## Records provided

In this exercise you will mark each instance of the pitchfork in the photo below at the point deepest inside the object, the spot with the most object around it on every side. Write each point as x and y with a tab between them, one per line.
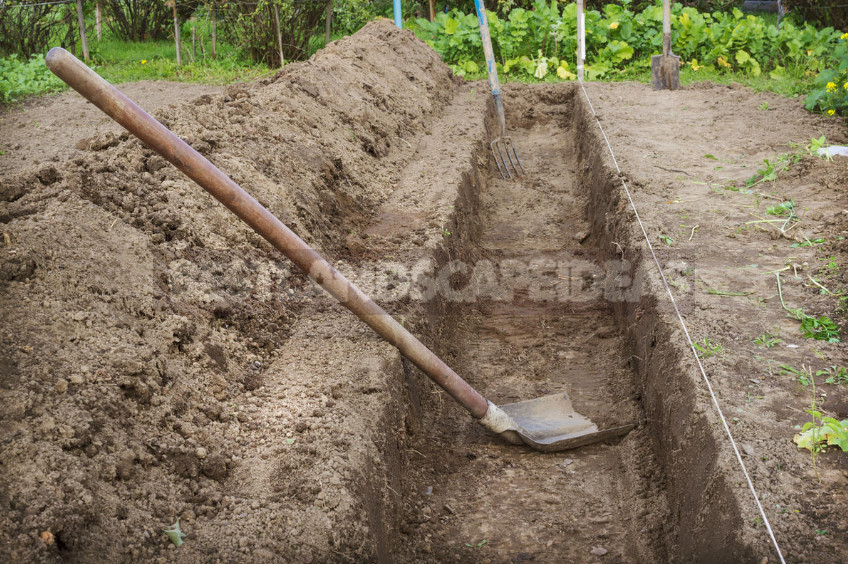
502	147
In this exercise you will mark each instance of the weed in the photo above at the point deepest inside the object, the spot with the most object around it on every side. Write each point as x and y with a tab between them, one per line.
808	242
821	329
784	209
707	348
835	375
767	340
804	375
713	292
832	266
771	168
821	432
816	145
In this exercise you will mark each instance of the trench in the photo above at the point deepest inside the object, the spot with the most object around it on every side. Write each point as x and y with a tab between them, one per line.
524	313
545	289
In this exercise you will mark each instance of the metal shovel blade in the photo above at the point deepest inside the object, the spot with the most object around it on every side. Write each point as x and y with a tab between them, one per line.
549	424
665	72
504	150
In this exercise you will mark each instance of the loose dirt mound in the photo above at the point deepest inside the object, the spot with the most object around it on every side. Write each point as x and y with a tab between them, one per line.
52	129
140	317
159	362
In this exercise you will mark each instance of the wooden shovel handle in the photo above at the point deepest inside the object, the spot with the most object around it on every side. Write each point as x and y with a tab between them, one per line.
159	138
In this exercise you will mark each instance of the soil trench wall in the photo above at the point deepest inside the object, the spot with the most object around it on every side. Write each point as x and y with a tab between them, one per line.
704	487
703	482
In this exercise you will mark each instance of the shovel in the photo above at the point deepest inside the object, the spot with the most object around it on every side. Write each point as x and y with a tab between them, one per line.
547	423
502	147
665	68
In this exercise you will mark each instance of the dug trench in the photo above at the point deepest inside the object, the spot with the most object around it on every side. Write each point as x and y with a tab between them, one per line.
542	287
160	362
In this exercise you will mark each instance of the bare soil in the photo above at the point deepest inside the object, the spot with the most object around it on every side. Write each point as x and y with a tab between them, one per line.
52	129
160	362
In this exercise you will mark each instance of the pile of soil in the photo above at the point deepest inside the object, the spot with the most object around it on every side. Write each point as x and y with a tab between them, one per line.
141	321
159	362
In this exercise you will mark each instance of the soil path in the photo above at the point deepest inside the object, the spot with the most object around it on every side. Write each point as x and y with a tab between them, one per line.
48	129
159	362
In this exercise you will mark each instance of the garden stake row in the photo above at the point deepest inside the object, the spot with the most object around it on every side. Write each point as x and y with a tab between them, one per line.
502	145
548	423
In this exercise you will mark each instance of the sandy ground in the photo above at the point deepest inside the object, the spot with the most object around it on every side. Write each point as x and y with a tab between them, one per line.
160	361
53	129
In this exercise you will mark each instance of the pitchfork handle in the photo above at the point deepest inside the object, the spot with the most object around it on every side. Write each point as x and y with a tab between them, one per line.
491	66
666	27
163	141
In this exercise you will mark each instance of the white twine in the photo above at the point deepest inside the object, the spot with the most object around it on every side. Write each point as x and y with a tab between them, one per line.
686	332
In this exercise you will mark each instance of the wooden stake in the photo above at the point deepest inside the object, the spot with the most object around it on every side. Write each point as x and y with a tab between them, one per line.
279	35
98	20
214	33
328	28
81	21
581	39
176	34
69	19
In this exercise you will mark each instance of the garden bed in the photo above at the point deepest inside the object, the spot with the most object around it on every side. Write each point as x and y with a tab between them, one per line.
160	362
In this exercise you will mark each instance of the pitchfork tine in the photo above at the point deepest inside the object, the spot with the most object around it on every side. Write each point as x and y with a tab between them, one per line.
495	85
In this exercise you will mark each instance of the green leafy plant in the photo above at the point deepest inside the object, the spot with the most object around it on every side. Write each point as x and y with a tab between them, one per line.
835	375
767	340
804	376
620	39
783	209
706	348
822	432
830	88
818	144
22	78
808	243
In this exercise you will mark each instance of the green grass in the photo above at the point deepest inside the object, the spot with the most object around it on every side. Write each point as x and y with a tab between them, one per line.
121	61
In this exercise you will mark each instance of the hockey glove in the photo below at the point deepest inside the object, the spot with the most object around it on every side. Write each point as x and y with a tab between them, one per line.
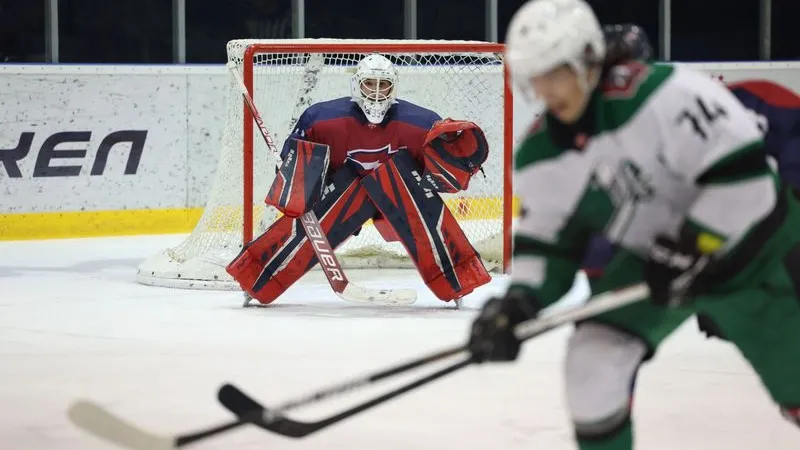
670	271
492	337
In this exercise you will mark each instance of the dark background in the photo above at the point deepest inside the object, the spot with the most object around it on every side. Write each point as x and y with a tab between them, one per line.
140	31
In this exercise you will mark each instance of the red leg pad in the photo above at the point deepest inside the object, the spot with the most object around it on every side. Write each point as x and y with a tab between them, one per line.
448	263
271	263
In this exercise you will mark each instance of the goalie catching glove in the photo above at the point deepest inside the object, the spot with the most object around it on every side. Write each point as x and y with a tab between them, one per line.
299	181
454	151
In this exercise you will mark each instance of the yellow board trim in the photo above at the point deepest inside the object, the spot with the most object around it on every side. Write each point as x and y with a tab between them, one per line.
80	224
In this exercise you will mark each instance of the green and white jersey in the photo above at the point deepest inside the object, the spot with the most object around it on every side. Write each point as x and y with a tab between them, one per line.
670	147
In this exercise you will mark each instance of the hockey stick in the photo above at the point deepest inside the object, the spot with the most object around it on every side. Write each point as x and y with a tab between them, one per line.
100	422
245	406
322	248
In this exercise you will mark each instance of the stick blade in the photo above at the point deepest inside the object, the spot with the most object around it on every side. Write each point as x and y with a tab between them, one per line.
96	420
393	297
247	408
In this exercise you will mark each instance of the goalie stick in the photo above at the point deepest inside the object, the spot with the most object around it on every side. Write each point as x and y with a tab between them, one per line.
100	422
322	248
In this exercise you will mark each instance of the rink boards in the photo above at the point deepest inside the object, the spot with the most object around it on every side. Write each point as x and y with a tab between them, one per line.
116	150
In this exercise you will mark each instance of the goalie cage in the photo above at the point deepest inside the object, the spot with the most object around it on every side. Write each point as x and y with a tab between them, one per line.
458	79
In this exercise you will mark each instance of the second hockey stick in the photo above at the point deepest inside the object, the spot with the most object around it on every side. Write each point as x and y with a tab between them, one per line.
100	422
322	248
245	407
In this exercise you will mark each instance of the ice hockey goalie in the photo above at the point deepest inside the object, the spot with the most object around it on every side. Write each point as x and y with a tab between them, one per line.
326	169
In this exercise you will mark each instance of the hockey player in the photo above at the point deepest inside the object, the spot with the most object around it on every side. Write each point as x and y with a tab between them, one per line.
667	164
370	156
775	107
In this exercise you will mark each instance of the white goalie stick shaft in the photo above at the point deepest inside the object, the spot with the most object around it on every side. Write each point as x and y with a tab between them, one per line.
322	248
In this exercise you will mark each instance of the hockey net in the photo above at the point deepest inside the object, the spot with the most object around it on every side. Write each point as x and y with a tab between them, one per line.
457	79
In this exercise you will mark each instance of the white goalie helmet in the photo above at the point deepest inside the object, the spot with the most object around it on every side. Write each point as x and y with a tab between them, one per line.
544	34
374	86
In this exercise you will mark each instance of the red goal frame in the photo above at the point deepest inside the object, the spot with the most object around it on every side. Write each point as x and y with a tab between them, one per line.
412	47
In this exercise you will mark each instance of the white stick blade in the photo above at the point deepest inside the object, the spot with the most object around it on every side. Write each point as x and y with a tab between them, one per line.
397	297
97	421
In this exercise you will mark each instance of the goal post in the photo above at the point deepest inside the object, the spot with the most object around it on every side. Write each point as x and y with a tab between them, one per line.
459	79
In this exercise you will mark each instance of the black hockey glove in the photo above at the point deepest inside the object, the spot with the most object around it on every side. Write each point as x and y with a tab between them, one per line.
670	270
492	337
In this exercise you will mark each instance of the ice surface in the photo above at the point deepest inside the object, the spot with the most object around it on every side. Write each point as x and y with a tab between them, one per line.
73	324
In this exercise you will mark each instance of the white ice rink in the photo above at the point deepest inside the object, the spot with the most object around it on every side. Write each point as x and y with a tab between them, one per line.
74	324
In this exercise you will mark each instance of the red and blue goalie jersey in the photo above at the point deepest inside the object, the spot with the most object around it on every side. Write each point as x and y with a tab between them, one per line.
354	141
781	109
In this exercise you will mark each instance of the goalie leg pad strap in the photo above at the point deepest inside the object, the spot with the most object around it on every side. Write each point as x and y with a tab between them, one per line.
278	258
298	183
448	263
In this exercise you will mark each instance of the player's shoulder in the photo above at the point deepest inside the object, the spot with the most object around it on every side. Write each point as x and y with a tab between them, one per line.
413	114
538	145
330	109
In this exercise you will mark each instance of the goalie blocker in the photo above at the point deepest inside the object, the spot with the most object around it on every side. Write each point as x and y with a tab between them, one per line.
395	193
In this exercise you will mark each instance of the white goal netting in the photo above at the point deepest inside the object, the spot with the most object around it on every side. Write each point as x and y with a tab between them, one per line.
456	79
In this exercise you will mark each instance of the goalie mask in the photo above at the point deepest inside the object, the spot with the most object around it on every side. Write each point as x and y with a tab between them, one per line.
374	87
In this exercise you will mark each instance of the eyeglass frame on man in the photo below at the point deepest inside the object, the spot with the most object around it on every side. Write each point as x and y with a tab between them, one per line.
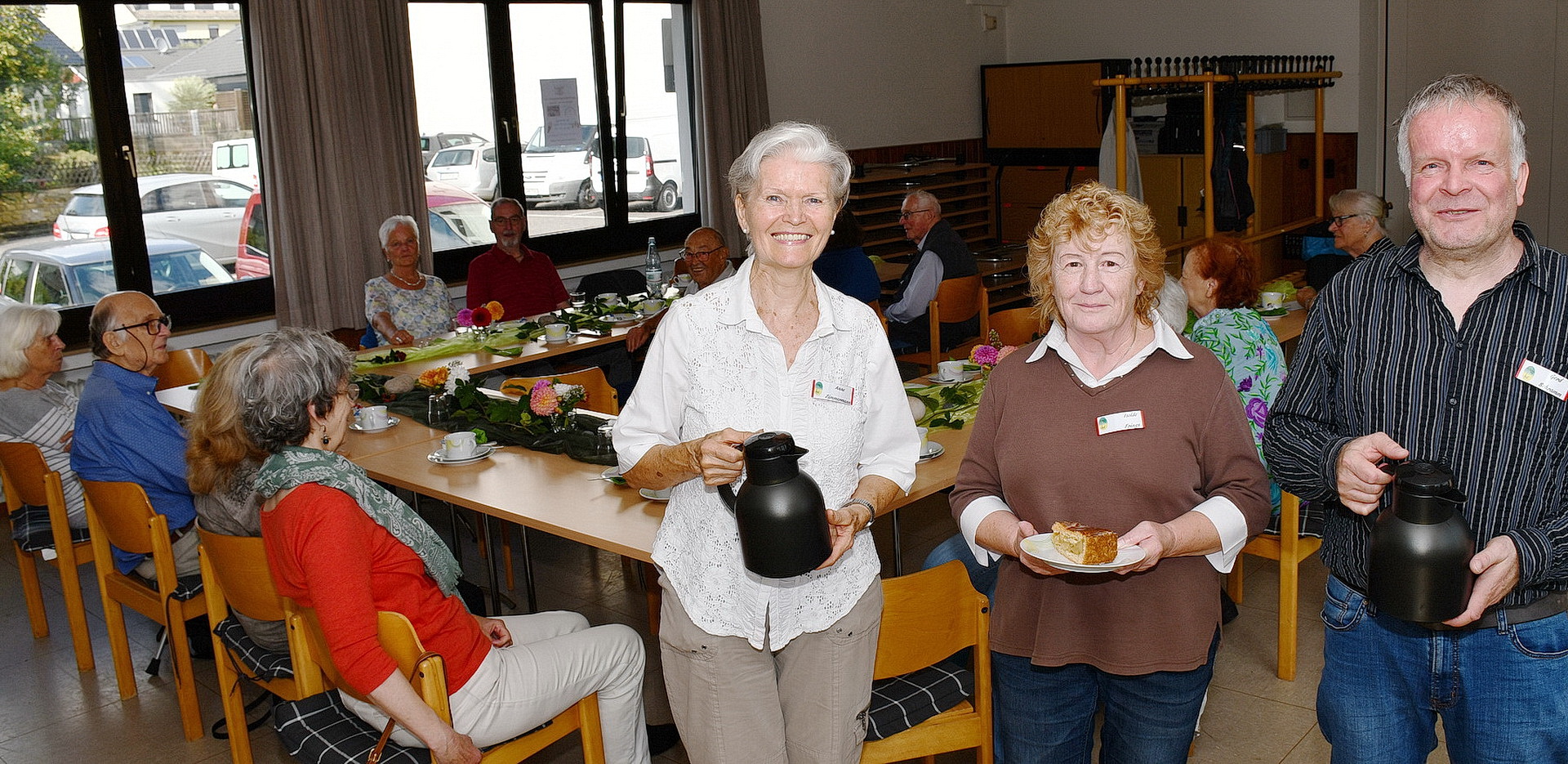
705	253
167	320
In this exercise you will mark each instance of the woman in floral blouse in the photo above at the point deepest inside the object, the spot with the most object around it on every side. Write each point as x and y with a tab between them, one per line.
1220	278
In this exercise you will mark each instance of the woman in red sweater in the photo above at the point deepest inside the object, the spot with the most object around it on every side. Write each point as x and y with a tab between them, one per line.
339	543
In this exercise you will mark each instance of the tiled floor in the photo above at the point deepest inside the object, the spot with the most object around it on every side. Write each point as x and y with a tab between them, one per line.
52	713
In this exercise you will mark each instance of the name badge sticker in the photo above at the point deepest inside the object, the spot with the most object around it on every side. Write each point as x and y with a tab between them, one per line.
1120	421
833	391
1542	378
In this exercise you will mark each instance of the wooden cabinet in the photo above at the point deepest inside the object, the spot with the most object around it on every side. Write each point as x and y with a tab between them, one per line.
966	190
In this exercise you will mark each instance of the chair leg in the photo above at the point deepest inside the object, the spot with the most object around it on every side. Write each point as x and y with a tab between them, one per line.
1290	586
119	646
32	592
78	615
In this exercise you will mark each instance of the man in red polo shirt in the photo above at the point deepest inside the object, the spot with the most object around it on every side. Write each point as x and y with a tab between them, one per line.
521	279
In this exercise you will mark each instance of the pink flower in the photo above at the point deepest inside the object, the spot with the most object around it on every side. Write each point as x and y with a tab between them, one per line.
543	399
983	355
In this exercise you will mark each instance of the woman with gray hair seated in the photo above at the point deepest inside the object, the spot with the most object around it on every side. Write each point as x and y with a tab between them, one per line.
1355	217
342	545
405	305
33	409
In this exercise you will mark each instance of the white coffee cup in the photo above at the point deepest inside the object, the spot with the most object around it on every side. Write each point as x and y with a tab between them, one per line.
372	418
460	446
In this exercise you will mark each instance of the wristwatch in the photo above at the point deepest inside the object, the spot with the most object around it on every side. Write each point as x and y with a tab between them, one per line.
869	509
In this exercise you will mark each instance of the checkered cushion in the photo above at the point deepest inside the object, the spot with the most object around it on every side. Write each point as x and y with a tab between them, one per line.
320	730
30	528
262	663
903	702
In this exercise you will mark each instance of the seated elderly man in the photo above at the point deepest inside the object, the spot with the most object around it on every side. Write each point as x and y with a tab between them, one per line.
124	433
523	279
940	254
706	257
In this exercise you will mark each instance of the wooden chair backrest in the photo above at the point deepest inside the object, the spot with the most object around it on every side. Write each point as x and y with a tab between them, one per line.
124	512
915	634
1018	325
182	368
242	574
601	395
25	474
959	298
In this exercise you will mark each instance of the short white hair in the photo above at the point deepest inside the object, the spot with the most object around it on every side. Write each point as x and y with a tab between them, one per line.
388	226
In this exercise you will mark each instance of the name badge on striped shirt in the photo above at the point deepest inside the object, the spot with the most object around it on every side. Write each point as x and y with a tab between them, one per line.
1120	421
1544	378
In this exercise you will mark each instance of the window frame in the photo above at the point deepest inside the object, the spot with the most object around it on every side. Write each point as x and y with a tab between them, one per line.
620	235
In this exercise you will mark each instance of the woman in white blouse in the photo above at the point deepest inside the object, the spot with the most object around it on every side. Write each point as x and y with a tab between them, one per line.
770	668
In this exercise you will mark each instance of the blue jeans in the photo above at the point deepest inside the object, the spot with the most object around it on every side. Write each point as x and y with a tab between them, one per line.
980	576
1499	689
1048	713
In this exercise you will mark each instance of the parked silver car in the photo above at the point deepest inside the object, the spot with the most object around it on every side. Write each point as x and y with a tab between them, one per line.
73	274
470	167
201	209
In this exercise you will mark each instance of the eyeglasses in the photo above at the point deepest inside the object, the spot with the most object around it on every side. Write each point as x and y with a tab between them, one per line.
151	327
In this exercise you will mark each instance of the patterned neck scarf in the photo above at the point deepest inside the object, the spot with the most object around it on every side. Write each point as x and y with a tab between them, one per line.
295	467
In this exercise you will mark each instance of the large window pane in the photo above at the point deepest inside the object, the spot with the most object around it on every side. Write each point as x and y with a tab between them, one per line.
552	63
49	150
452	93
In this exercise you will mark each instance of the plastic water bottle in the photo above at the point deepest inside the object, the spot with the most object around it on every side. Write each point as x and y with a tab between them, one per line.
653	269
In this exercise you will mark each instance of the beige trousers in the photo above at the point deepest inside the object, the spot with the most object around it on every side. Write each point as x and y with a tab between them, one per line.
799	705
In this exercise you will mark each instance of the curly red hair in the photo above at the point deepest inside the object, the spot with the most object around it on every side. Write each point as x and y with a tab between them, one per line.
1233	267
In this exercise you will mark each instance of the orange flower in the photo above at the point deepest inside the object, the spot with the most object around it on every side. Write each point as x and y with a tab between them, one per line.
433	377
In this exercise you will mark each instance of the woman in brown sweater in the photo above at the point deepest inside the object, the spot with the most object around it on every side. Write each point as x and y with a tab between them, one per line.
1112	421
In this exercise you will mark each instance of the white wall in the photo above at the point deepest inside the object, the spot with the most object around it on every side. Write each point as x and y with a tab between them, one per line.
880	73
908	71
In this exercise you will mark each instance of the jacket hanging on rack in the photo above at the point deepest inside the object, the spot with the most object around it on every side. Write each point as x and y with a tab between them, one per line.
1233	198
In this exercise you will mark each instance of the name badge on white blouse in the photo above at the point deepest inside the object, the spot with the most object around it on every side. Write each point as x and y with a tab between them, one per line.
1120	421
831	391
1544	378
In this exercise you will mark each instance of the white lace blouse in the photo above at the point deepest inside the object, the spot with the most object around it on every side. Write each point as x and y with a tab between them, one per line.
714	364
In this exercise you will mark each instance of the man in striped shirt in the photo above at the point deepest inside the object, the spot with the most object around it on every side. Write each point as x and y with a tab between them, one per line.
1421	353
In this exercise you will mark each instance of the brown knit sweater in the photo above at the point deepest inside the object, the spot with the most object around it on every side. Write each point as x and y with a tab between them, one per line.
1036	446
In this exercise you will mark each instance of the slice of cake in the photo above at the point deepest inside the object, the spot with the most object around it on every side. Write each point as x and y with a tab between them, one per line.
1082	543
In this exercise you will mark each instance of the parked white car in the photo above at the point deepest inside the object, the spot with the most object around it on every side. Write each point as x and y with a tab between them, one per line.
559	172
201	209
468	167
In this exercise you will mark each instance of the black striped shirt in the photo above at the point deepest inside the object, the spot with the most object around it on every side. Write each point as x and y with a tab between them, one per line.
1380	352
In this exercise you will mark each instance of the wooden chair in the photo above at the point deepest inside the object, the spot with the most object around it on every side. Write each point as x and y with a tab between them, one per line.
29	480
234	574
1017	327
913	636
957	300
427	672
1290	548
182	368
119	513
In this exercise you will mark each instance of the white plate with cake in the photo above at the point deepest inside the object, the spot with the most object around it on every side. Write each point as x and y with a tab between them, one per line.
1073	547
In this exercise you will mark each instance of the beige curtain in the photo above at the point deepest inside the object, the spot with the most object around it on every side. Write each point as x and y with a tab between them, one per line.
334	90
733	92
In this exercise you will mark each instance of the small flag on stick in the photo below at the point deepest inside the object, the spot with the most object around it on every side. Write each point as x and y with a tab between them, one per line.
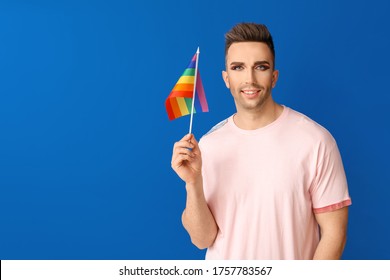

## The problem
Report in full every line of the entries above that contains the word "brown", in the order the lines appear.

## Solution for this problem
In this exercise you will mark each instance of the woman in brown sweater in the photo above at the point deepest inside the object, the spot with the most object around it on every side. Write each point as x and y with a tab between them, one per line.
In this exercise you will mark each instance of the brown knit sweater in the photo above at the point deepest inside the object, the spot with the most object around it on every side. Write each point as x and y with a tab between them, one per line.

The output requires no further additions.